Wednesday, July 1, 2009

Breaking the Waves (1996)

By Eric Jessen 7/1/09

Breaking the Waves is a courageous work of art. Its director, Lars Von Trier, delves into the deepest and most murky areas of the human heart and mind. He questions our spirituality and morality. He explores his character's most hidden emotions. As an audience we are never really ready or comfortable watching a movie like Breaking the Waves, because we are not used to hearing the innermost thought of people. But in the end, Breaking the Waves is refreshing and satisfying. He challenges us as human beings and makes us think about our own hidden emotions. In Breaking the Waves Lars, Von Trier is putting his talents to good use. It is evident that Trier understands his characters and connects with them. Although he exposes their faults he believes that they are capable of goodness.

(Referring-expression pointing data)

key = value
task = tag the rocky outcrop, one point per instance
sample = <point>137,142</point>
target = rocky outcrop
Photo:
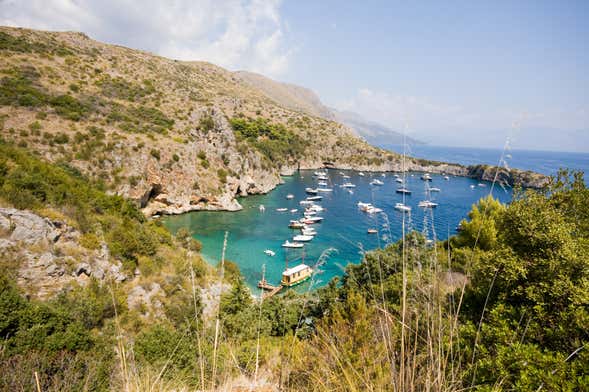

WORK TO BE COMPLETED: Who does the review of Breaking the Waves name as the film's director? The entries have no connection to the text.

REPLY: Lars Von Trier